Puoi ripetere alla lettera il brano del testo di partenza che va da "Si ha così il" giù fino a "per gli amici."?

Testo di partenza -
━━━━━━━━━━━━━━━━━━━━
Finirà che chiederanno la “par condicio” anche per ciò che pensiamo! Ciò che è strano, in Italia, è che si voglia fare tutto ciò che invece è stato proibito per legge, e che ciò che è stato, appunto, proibito debba essere anche ciò che, al contrario, ciascuno vorrebbe essere legittimato poi a fare. E si protesta perché, per il rispetto della legge, l’esercizio dello sdoppiamento della sua applicazione non venga consentito. A nulla vale eccepire che la legge l’abbiano reclamata proprio nella famiglia politica di coloro che vorrebbero disattenderla, ovvero applicarla a seconda dei casi.
Si ha così il sospetto, non proprio vago, che ci sia una parte politica che vorrebbe proibire tutto ciò che non torni utile al proprio interesse, ma che nello stesso tempo vorrebbe che fosse consentito, solo per la propria parte, tutto ciò che, invece, sia proibito per gli altri. Si vorrebbero insomma delle leggi che, a seconda delle circostanze, fossero applicate per i nemici e violate per gli amici.
━━━━━━━━━━━━━━━━━━━━
Dati forniti -
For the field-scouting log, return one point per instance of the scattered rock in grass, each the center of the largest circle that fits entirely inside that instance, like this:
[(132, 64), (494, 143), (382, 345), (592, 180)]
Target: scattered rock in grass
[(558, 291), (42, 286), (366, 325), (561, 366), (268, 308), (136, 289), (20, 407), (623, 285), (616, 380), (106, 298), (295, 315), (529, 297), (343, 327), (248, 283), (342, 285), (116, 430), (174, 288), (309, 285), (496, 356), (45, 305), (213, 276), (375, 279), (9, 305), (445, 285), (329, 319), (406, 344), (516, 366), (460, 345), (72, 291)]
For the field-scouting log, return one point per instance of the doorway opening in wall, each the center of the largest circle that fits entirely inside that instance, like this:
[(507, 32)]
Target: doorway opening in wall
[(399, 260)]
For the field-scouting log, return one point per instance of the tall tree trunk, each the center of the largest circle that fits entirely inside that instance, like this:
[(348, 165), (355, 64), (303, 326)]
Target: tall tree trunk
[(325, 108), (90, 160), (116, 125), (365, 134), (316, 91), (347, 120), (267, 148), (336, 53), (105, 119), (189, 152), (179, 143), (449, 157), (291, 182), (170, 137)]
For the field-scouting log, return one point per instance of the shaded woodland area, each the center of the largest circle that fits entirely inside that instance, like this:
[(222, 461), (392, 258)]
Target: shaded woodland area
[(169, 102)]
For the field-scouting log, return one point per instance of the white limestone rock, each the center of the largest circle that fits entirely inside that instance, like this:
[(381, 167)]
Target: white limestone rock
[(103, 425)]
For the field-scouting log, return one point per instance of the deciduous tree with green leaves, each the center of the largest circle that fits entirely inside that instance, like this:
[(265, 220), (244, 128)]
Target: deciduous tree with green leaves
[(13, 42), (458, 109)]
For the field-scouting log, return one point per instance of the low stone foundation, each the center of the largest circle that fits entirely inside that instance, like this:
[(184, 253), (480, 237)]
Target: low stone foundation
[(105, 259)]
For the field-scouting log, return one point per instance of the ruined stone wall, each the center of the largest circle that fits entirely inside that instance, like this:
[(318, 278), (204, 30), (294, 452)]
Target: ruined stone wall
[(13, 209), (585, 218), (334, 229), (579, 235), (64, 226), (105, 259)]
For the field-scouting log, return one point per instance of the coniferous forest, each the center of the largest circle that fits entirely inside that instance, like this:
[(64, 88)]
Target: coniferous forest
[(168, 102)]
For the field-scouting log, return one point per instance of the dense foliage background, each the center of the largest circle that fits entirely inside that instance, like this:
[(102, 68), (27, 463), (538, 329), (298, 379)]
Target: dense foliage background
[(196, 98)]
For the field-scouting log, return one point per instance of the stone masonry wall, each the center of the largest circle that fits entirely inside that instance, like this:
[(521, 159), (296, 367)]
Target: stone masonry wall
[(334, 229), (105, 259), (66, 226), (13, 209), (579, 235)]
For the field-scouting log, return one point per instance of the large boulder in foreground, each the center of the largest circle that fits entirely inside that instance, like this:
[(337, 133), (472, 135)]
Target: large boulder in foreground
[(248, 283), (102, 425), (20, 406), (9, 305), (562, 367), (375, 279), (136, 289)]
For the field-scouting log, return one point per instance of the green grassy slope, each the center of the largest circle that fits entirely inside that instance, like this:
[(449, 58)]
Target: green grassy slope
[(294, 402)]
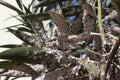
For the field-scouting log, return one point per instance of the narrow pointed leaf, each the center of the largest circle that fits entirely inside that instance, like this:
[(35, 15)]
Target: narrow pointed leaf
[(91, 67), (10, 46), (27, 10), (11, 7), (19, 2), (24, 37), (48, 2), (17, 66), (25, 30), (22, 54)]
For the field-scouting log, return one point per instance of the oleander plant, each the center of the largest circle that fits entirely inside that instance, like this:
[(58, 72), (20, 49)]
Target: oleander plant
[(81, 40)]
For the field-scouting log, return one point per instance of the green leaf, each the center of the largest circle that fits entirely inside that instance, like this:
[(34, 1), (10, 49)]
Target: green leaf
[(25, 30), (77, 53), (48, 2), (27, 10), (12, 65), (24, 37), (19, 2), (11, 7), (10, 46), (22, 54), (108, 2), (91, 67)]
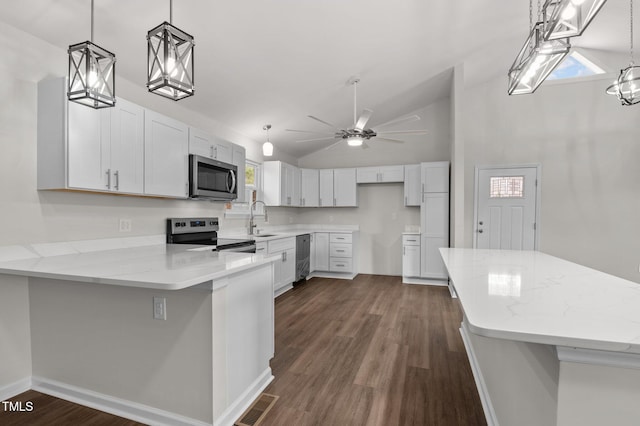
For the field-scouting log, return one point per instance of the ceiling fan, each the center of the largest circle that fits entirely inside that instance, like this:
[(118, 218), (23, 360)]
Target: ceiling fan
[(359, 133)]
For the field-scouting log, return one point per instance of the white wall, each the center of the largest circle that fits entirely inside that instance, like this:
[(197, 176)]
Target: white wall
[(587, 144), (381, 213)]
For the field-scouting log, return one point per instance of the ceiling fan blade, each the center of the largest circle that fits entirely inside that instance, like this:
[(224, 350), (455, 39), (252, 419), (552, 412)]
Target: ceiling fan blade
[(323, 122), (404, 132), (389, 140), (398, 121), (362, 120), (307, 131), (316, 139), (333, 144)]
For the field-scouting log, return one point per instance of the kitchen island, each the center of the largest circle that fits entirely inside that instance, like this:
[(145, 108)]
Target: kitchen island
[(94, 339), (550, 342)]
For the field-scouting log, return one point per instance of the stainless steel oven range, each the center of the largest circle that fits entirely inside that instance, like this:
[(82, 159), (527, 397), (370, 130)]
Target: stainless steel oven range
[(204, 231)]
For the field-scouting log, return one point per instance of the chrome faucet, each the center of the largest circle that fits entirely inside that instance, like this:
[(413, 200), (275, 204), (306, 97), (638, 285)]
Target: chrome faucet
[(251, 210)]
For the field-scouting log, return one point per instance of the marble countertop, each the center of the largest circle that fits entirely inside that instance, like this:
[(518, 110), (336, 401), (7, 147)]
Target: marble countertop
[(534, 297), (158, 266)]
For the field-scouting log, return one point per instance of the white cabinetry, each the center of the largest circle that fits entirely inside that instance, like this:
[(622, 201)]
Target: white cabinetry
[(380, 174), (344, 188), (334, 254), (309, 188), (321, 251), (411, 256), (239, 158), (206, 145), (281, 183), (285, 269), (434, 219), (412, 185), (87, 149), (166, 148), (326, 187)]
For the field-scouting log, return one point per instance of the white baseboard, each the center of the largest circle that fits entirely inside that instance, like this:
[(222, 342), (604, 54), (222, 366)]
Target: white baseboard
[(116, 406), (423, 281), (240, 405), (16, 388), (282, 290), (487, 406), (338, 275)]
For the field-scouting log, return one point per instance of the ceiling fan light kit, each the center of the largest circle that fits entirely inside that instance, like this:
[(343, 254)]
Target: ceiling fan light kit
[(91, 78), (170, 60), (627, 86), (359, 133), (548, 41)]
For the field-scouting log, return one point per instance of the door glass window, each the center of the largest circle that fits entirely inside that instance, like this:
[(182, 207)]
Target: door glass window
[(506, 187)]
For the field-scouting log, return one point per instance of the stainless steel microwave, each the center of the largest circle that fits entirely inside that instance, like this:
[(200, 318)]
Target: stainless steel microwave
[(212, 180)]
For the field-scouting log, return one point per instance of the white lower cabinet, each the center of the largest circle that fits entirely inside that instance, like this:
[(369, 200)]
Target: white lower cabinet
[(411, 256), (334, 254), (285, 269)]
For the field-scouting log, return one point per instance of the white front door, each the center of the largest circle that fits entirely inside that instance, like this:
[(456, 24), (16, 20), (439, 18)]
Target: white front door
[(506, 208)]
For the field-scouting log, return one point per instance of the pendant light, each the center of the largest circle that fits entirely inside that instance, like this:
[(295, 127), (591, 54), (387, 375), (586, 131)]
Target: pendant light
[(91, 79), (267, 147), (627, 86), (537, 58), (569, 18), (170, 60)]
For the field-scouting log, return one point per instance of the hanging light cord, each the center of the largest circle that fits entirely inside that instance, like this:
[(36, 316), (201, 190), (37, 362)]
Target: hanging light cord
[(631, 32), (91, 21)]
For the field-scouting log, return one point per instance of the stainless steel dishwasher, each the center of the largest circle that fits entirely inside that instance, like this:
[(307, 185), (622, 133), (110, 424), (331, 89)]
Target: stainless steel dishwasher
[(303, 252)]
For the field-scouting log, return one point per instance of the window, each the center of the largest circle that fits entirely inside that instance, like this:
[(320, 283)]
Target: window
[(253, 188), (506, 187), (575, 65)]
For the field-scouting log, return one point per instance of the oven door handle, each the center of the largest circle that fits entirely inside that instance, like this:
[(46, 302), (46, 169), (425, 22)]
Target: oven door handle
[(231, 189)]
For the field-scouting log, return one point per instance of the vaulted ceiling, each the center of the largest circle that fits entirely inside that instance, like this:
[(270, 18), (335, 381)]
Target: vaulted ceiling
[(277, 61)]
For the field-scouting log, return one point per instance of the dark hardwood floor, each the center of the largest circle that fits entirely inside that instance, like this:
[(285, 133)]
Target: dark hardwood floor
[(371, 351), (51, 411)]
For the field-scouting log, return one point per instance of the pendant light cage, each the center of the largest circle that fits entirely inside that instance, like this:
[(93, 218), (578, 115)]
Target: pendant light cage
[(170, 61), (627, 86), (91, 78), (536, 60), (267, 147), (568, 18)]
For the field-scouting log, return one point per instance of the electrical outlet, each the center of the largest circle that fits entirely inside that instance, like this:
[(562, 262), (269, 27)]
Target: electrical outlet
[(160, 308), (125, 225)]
━━━━━━━━━━━━━━━━━━━━
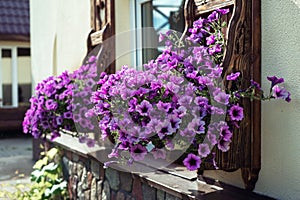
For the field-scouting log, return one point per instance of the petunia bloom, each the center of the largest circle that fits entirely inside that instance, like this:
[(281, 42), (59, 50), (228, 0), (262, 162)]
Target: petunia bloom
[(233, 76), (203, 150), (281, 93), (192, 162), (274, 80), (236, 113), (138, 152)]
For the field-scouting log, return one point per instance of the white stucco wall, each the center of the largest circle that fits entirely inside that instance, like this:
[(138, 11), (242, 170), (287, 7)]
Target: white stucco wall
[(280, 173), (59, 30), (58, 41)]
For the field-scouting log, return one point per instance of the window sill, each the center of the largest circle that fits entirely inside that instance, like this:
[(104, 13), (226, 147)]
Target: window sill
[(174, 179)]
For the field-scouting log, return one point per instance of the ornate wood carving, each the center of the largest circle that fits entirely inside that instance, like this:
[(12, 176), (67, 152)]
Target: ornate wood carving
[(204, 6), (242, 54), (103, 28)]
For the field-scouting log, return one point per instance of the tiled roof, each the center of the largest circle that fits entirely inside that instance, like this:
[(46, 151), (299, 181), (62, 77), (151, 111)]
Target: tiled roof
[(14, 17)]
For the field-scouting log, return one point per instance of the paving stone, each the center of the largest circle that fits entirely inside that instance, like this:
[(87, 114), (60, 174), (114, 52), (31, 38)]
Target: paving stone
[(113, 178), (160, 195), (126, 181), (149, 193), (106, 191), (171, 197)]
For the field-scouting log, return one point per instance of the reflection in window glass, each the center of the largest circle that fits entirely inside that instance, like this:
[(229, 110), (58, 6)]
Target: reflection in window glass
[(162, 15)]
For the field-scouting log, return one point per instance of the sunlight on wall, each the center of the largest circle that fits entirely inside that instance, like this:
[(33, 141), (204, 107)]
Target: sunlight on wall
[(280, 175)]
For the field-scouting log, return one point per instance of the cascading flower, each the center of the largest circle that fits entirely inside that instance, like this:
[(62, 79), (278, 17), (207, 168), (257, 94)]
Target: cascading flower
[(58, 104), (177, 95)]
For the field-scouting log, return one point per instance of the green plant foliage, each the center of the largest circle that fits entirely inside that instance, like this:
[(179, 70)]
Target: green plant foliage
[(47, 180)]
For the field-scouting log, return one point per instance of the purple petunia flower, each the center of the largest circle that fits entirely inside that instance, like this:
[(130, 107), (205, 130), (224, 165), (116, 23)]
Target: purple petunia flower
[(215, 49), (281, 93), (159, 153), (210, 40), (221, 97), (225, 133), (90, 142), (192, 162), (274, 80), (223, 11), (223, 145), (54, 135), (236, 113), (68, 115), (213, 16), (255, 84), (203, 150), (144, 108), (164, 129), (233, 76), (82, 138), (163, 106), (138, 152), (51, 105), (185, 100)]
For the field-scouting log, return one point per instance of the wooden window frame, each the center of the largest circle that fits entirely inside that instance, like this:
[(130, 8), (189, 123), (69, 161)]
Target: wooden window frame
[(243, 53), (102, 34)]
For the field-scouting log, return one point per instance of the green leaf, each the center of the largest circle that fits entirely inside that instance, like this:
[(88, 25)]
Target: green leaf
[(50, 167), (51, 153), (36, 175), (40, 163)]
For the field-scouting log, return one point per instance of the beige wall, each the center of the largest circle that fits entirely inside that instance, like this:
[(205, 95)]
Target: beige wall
━━━━━━━━━━━━━━━━━━━━
Problema risolto -
Si ha così il sospetto, non proprio vago, che ci sia una parte politica che vorrebbe proibire tutto ciò che non torni utile al proprio interesse, ma che nello stesso tempo vorrebbe che fosse consentito, solo per la propria parte, tutto ciò che, invece, sia proibito per gli altri. Si vorrebbero insomma delle leggi che, a seconda delle circostanze, fossero applicate per i nemici e violate per gli amici.